--- Start of Recorded information ---

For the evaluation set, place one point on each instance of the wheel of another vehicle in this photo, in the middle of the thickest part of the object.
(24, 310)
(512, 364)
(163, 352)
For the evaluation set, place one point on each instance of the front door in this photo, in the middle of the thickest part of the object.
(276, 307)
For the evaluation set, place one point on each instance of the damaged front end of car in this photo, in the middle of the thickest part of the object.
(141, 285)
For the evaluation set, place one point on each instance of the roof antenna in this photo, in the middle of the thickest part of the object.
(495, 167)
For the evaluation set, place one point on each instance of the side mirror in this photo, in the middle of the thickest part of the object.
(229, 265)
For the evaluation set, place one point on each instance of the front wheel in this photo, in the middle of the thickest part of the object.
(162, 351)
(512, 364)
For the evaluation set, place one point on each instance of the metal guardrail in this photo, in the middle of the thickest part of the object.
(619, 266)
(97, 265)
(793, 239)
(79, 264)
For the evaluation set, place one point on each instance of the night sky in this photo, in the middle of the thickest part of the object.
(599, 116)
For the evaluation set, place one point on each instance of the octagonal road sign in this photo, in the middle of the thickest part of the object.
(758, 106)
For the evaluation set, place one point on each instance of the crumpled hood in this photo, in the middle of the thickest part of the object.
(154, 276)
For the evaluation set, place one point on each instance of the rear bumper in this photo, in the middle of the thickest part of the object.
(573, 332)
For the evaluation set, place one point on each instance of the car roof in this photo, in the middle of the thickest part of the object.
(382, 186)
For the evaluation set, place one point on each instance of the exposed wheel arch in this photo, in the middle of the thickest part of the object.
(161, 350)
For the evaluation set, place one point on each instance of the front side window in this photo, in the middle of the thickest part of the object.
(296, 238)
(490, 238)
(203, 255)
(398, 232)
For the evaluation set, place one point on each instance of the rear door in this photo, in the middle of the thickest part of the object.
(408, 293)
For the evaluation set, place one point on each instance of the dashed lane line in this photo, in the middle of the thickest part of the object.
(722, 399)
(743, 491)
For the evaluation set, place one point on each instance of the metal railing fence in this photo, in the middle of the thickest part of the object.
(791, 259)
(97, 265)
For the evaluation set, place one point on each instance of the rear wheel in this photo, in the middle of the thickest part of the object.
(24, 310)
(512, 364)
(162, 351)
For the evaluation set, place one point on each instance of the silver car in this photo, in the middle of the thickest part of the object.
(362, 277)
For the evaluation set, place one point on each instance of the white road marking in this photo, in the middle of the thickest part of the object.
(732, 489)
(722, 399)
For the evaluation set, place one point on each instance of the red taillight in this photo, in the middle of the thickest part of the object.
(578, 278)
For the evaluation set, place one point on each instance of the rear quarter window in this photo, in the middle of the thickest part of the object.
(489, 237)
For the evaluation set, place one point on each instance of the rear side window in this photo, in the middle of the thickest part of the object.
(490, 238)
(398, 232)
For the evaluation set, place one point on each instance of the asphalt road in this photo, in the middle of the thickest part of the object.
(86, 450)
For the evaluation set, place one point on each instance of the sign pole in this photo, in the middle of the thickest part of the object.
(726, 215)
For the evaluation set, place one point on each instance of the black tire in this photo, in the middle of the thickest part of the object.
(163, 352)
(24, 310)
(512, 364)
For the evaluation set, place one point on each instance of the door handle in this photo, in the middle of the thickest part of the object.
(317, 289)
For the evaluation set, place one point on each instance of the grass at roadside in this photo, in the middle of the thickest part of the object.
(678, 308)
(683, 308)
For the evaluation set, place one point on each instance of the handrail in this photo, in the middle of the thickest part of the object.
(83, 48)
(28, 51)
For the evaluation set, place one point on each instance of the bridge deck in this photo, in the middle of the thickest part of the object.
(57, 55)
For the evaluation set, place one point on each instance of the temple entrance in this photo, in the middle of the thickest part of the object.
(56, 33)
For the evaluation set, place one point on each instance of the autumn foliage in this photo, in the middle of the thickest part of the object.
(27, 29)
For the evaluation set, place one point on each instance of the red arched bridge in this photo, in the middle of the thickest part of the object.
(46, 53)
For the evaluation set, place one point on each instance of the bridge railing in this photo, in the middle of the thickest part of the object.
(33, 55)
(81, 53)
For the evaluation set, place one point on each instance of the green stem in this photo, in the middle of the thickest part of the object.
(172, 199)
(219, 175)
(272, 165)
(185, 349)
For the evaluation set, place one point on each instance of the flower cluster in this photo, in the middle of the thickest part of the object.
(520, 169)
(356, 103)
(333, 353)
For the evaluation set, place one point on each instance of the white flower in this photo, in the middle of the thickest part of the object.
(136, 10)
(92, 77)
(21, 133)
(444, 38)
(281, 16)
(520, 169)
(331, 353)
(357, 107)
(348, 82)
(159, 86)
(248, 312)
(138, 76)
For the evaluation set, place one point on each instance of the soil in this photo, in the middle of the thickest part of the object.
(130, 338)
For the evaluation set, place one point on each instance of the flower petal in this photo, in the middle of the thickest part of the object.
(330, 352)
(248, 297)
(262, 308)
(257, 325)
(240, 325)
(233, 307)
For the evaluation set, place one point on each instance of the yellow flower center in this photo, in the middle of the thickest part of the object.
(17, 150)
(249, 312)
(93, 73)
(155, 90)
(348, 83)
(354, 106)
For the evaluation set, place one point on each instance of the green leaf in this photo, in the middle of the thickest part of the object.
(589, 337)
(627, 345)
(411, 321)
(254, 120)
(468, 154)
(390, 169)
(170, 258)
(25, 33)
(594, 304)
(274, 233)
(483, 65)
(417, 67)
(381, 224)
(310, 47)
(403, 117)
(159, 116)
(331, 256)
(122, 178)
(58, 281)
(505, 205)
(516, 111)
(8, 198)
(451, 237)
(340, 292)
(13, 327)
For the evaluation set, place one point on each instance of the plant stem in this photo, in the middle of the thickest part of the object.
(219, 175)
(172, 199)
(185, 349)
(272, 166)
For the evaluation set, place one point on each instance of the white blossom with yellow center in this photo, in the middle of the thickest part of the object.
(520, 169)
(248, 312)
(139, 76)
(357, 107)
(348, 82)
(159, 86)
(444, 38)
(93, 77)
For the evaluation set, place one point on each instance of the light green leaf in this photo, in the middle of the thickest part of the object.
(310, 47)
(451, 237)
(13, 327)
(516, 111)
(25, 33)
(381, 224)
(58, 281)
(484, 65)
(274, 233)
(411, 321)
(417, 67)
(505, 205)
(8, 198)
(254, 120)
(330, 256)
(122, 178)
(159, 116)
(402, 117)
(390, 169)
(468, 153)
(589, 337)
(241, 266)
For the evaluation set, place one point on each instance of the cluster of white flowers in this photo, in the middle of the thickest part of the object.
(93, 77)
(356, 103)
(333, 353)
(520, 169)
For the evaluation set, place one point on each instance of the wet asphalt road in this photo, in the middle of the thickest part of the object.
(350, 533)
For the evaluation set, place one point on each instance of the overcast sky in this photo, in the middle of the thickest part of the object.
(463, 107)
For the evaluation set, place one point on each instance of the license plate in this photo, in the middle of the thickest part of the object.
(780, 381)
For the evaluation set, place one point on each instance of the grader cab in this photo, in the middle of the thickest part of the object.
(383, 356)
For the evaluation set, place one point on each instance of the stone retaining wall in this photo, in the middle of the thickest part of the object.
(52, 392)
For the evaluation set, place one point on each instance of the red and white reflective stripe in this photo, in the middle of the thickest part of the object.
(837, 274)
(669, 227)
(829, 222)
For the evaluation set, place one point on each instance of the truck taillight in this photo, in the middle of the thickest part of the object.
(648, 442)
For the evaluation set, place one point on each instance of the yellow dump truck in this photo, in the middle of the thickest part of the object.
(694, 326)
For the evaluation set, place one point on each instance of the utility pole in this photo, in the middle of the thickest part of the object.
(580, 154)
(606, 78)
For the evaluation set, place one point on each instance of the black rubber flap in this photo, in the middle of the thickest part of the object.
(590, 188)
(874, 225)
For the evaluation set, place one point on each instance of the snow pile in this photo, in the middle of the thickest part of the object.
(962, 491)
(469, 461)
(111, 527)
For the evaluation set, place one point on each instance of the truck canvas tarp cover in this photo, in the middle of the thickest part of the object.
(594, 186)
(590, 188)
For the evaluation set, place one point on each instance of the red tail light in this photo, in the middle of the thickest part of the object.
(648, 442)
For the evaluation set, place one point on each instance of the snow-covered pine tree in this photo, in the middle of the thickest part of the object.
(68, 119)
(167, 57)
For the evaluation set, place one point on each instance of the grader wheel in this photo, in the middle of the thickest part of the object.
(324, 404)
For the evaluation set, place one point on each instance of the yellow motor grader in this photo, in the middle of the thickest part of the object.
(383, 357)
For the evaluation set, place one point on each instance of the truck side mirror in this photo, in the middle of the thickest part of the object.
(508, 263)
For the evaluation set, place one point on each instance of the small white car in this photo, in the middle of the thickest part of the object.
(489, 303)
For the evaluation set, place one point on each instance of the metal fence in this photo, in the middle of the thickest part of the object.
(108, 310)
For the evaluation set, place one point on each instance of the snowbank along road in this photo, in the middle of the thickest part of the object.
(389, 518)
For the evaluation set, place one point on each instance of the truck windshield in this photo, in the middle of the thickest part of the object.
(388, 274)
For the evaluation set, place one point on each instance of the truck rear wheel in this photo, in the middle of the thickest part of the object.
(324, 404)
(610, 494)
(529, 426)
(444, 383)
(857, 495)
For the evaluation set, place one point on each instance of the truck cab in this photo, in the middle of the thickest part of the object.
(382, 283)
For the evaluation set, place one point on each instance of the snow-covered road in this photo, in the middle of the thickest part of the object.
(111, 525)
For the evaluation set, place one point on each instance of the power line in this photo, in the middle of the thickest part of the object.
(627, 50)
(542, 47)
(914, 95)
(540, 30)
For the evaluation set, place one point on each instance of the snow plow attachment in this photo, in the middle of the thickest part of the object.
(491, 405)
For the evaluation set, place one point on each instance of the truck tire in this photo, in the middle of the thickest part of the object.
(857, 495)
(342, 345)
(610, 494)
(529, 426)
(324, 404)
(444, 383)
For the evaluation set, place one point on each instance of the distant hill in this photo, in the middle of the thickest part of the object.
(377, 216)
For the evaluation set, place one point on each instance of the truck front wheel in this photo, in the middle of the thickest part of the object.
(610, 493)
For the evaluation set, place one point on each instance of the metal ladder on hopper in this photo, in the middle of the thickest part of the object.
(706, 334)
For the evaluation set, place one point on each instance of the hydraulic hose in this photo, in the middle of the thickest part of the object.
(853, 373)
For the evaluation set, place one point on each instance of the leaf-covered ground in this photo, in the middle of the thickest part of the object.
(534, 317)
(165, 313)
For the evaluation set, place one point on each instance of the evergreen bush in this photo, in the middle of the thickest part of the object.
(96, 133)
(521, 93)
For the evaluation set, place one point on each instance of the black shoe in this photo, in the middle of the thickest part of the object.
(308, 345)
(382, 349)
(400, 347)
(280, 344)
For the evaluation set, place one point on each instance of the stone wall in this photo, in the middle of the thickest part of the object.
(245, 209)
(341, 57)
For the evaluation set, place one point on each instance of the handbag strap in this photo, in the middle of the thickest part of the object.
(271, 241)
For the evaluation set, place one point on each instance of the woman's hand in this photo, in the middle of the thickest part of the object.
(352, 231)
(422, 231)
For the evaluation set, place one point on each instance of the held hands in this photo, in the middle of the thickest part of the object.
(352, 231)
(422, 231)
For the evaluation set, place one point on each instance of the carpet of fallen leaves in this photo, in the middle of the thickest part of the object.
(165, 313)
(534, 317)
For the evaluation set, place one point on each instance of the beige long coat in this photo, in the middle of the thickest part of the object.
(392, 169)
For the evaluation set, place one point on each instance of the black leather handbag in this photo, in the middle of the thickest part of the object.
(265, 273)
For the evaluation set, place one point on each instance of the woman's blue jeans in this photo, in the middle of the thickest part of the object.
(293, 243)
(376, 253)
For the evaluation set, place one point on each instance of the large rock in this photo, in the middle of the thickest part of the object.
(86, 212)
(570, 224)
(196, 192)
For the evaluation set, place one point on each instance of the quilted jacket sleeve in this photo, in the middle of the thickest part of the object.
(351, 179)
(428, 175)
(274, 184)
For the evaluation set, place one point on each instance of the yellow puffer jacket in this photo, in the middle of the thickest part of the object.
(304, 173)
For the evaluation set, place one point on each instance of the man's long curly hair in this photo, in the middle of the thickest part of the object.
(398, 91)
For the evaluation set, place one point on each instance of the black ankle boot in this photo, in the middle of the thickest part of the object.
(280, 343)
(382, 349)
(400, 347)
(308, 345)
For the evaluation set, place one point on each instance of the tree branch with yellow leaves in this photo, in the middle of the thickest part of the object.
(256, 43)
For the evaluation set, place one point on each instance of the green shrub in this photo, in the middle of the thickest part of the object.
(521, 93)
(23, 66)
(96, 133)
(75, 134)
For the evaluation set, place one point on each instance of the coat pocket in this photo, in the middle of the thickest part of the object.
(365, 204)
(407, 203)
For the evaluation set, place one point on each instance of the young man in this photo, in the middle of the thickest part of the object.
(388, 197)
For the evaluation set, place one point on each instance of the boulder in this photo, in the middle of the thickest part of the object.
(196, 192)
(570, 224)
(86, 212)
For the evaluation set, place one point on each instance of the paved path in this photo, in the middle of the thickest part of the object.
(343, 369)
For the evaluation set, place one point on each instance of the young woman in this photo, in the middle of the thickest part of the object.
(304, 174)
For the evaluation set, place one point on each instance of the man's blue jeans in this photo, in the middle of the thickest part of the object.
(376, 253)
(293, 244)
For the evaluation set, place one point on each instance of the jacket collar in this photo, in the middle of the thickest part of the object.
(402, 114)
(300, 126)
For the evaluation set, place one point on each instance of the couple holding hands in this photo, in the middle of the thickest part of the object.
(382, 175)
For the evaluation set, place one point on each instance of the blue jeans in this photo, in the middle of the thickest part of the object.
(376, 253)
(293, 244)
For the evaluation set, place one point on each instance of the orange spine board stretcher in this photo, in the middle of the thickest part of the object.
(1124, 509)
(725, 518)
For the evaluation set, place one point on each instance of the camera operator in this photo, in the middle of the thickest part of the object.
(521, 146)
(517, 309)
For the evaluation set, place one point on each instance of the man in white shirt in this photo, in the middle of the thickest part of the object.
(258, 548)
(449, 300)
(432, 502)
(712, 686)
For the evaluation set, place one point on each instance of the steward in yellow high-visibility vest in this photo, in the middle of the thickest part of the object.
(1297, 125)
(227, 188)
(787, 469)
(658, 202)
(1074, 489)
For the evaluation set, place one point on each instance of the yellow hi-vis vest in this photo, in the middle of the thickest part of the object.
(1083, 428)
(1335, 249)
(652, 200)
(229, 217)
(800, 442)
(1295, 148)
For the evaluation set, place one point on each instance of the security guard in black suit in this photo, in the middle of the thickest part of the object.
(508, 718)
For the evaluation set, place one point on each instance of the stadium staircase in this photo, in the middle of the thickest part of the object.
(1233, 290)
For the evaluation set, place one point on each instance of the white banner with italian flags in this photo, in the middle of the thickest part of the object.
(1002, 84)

--- End of Recorded information ---

Rename "evaluation set" to "test set" in the rows starting with the line containing "of the camera" and going on through the line containing "(1233, 290)", leaving everything else in them unchanged. Give back only those lines.

**Result:**
For the test set, place one point on each instance of the camera operator in this photo, in the middle of the thickest part of the object.
(521, 146)
(517, 309)
For the test set, place one point on each instance of the man in white shirt in this photo, in the middle of the thickest part of the object.
(258, 548)
(449, 300)
(432, 502)
(712, 686)
For the test set, place one point on each instance of the steward in yellow high-visibility vest in this photo, in the middle of the thickest part of the object.
(1297, 125)
(227, 188)
(787, 469)
(658, 202)
(1074, 489)
For the test set, place one point on each instance of the yellow hi-vis vest in this photo, in the middle of the thickest part of the object.
(1083, 428)
(1335, 249)
(652, 200)
(229, 217)
(800, 442)
(1295, 148)
For the test set, place one point on each instance of the security guard in black suit in this photo, in the middle of the thickest part of the object.
(508, 718)
For the test set, place one point on each instance of the stadium staircase in this photo, in the middle of the thickest part of the object.
(1233, 290)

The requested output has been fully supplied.